__DATA TO PROCESS__:
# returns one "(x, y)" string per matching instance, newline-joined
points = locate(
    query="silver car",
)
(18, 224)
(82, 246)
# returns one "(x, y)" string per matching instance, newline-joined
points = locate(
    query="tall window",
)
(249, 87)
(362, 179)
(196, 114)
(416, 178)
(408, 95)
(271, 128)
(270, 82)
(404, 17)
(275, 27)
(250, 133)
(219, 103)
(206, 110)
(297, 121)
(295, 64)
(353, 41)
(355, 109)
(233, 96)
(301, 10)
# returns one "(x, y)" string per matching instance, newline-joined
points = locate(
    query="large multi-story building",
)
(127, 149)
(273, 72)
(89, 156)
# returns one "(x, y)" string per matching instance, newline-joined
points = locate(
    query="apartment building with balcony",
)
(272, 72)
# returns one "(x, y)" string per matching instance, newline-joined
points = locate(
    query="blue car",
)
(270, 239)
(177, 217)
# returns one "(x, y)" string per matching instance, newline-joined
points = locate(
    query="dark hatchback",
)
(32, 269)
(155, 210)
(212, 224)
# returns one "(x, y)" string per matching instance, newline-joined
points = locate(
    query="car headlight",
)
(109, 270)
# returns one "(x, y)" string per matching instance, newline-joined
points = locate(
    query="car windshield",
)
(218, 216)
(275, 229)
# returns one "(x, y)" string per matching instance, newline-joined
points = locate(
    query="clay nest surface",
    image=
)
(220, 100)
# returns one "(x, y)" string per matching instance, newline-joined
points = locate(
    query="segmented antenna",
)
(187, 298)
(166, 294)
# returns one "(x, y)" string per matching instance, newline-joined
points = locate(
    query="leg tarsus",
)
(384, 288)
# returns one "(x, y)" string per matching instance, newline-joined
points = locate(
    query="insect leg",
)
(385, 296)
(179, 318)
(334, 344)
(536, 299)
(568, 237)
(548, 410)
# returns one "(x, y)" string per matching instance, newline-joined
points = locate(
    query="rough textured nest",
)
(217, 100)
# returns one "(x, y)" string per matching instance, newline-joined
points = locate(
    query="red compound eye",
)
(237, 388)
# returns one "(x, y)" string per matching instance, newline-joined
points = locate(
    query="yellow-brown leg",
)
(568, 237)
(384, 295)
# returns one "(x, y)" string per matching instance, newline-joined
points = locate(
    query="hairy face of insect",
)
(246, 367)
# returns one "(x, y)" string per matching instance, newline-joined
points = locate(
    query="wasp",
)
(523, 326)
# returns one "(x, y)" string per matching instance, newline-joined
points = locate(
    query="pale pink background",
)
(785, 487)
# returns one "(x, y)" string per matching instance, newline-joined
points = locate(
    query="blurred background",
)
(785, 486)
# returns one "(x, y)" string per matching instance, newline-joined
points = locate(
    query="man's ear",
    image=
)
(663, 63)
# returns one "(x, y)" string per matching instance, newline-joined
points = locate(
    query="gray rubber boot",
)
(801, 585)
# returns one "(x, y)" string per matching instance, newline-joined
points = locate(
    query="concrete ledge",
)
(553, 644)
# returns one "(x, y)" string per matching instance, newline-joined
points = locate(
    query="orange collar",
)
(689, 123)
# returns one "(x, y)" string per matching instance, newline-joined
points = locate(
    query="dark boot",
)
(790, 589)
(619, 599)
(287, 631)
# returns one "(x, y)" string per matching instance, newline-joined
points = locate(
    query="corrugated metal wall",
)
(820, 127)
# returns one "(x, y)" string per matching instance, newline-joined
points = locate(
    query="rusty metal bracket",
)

__WHAT YOU ARE ASKED TO DO__: Locate the string "metal" in the listing above and copy every line where it occurs.

__TASK ANSWER__:
    query="corrugated metal wall",
    query="rusty metal bracket",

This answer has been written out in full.